Passage given:
————————

Events in the Probate Proceeding
[10] On August 26, 2020, Mr. Casazza filed on behalf of the paternal heirs a petition to determine heirs as well as a petition to remove Mr. Raeside as the personal representative of the estate.
[11] On March 8, 2021, Mr. Casazza wrote a letter to the plaintiff enclosing a copy of the petition and advising that he represents “the entire Paternal Moiety of the estate of Vernon S Bates”.
[12] Mr. Raeside was deposed by Mr. Casazza on April 12, 2021.
[13] On May 26, 2021, Mr Casazza filed an additional petition to have the paternal heirs recognized by the court. On September 7, 2021, Mr. Raeside filed his own motion to dismiss the petitions on the grounds that the request to determine heirs was not timely and the time for appeal had passed.
[14] On January 24, 2022, Judge Callaghan denied the motion to dismiss.
[15] On May 13, 2022, a bench trial respecting the petitions of the paternal heirs was heard by Judge Callaghan who ordered that Mr. Raeside be removed as personal representative of the estate and that the paternal heirs be recognized as heirs in the estate. She found that once the additional heirs were brought to Mr. Raeside’s attention, he “had a duty to investigate the validity of those heirs” and to “bring the petition to redetermine the heirs”. She found the duty was a fiduciary one, and Mr. Raeside breached it.

————————

Supplied data:
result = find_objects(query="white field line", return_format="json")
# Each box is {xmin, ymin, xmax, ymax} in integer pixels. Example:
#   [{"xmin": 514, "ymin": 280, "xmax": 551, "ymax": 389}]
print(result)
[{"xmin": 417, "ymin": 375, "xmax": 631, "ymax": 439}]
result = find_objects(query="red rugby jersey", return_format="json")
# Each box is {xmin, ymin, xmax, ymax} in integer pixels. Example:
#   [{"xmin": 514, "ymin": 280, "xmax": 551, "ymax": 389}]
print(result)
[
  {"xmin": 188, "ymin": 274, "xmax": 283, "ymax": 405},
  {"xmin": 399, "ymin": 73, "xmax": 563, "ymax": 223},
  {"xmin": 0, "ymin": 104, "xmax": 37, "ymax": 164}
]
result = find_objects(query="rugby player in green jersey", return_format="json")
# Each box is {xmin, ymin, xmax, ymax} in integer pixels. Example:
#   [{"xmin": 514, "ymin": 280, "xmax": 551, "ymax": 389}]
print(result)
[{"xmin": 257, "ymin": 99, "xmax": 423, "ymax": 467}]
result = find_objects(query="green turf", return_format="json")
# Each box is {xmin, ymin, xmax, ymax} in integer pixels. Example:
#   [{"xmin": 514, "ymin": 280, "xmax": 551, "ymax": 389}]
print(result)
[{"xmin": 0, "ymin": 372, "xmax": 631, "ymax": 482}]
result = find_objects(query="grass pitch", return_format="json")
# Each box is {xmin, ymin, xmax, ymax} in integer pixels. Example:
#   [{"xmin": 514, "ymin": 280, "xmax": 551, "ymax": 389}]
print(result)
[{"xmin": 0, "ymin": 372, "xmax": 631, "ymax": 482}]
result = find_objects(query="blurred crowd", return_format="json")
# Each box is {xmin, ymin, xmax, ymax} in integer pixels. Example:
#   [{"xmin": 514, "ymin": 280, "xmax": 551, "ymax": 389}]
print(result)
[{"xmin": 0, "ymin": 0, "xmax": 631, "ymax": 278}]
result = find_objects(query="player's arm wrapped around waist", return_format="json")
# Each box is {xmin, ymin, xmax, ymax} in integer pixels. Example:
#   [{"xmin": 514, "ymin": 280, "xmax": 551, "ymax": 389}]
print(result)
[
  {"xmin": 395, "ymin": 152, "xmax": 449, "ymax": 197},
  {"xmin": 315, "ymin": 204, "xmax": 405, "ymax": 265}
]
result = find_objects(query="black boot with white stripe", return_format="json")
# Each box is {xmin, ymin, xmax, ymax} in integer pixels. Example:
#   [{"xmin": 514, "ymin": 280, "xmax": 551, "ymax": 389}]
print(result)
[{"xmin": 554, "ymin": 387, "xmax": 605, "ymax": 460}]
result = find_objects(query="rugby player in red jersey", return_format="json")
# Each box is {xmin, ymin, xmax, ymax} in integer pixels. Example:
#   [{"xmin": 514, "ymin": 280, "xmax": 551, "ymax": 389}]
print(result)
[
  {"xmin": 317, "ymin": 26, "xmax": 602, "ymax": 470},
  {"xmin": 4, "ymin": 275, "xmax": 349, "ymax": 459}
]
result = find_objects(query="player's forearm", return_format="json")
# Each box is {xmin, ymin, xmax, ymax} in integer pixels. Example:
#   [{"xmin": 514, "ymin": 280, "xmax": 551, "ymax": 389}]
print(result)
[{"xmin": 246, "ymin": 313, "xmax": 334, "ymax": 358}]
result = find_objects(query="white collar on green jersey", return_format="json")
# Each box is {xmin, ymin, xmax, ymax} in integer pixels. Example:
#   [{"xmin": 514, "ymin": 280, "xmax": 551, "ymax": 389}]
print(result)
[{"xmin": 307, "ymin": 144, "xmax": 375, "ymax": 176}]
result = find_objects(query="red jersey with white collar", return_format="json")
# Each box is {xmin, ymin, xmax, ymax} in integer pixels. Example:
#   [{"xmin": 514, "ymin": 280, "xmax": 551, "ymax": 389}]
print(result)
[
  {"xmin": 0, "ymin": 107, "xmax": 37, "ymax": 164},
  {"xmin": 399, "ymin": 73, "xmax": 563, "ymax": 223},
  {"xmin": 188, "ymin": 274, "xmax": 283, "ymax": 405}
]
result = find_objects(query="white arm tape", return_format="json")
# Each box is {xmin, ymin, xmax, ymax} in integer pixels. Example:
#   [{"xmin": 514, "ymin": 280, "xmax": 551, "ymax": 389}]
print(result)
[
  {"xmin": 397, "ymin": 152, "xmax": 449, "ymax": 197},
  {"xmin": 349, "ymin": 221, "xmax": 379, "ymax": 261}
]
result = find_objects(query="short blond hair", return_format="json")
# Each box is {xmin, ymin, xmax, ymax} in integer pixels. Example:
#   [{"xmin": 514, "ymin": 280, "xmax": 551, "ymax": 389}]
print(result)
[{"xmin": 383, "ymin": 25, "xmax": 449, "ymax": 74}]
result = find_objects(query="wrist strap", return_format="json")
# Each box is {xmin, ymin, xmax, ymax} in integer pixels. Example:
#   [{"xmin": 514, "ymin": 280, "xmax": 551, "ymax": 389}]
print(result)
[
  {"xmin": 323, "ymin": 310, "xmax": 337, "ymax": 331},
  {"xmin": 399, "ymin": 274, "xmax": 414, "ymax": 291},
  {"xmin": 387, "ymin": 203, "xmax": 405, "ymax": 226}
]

————————

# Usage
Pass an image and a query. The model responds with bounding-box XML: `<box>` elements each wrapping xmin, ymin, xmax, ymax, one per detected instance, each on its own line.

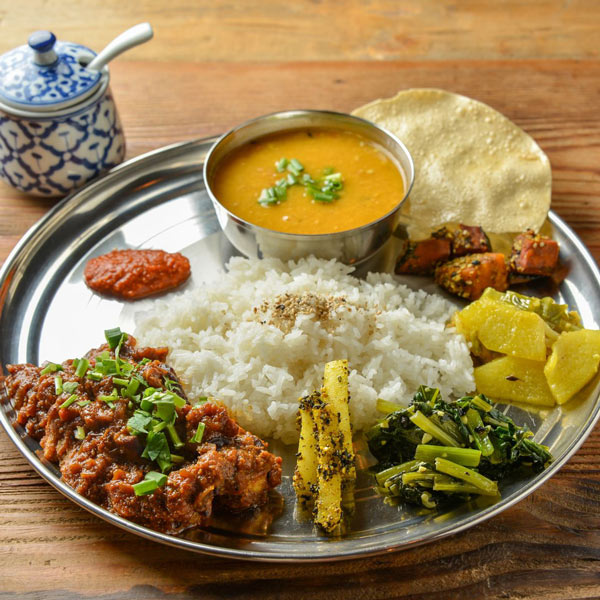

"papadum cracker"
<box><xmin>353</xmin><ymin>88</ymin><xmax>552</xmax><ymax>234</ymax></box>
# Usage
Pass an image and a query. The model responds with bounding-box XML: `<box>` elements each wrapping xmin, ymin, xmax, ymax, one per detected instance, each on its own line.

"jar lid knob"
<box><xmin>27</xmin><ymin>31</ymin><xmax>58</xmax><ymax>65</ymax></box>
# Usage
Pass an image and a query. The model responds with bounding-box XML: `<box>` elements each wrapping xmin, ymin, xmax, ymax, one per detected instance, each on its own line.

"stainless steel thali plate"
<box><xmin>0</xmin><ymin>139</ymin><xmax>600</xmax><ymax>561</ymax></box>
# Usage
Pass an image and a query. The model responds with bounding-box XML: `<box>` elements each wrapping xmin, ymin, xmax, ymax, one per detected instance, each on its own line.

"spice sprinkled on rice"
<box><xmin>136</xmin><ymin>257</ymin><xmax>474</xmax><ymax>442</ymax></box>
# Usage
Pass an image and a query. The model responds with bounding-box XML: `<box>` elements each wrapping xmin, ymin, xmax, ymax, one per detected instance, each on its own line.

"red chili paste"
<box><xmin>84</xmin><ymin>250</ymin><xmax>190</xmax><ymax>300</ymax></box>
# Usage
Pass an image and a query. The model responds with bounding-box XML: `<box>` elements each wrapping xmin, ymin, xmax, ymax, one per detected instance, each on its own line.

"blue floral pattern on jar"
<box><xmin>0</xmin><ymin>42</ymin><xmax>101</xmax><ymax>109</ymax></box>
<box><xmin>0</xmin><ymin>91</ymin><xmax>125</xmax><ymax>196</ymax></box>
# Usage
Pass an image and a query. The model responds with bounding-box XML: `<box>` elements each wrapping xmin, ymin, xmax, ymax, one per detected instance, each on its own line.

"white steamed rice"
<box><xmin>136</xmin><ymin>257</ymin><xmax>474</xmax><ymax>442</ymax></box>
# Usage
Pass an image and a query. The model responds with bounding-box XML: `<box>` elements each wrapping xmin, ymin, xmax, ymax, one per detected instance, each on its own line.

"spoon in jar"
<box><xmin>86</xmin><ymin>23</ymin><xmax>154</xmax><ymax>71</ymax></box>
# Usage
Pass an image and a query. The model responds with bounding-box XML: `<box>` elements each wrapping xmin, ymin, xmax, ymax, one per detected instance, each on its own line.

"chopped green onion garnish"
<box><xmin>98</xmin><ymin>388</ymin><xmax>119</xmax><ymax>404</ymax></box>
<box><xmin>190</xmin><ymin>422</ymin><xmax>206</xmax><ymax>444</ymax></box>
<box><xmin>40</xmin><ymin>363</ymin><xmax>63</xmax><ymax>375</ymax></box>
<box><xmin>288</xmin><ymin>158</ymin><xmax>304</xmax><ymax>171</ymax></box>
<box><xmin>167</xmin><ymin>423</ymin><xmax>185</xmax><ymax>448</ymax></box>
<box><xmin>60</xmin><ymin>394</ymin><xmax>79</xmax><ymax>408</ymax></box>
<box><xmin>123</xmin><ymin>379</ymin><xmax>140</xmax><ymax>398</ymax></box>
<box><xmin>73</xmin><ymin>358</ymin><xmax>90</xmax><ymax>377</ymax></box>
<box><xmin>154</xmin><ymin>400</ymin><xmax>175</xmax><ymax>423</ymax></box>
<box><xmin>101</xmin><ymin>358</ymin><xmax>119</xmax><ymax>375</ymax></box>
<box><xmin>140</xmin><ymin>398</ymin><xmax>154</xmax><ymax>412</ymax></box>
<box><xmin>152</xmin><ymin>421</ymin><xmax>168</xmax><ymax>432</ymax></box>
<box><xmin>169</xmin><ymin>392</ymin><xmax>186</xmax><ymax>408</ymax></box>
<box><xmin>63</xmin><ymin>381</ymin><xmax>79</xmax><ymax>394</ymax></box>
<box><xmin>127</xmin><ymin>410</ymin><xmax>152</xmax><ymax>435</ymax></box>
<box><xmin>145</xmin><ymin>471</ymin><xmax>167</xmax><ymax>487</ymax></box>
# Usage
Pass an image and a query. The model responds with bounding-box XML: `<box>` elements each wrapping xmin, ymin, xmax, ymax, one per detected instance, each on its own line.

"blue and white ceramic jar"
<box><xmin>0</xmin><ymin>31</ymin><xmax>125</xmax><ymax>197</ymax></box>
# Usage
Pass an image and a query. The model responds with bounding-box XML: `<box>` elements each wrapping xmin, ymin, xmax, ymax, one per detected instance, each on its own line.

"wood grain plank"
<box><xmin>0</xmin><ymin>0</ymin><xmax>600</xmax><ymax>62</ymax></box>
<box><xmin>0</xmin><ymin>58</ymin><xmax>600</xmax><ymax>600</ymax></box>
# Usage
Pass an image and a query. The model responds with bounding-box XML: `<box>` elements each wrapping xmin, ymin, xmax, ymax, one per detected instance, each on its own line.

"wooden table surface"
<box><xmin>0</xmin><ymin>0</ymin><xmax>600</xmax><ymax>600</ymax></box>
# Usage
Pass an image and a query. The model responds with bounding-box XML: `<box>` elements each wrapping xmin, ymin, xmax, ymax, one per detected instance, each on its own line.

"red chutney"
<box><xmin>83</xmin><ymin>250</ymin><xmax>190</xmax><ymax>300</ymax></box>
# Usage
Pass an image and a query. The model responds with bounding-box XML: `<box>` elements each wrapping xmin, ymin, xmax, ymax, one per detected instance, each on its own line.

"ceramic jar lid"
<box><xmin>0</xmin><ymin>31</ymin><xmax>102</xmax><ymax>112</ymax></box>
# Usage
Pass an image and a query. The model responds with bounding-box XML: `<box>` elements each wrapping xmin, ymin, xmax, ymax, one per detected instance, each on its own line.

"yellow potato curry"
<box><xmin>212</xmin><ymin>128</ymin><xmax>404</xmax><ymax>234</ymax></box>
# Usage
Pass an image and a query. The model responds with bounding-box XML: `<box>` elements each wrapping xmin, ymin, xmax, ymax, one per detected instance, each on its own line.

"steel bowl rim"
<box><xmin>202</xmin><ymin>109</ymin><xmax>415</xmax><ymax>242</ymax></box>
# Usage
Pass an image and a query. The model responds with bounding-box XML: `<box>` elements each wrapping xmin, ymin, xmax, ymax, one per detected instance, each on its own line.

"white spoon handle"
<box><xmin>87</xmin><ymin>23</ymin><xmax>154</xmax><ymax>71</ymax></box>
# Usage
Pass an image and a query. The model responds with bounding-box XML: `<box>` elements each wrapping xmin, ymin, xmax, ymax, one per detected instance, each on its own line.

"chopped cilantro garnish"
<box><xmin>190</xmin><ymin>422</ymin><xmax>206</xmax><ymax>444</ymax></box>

————————

Challenge A:
Answer these about the probate passage:
(i) On what date did Mr. Raeside file his motion to dismiss the petitions?
(ii) Who deposed Mr. Raeside on April 12, 2021?
(iii) On what date was the bench trial on the paternal heirs' petitions heard?
Challenge B:
Collect every line of the rows that contains the word "blue".
The probate passage and the rows have no connection to each other.

Full output A:
(i) September 7, 2021
(ii) Mr. Casazza
(iii) May 13, 2022

Full output B:
"blue floral pattern on jar"
"blue and white ceramic jar"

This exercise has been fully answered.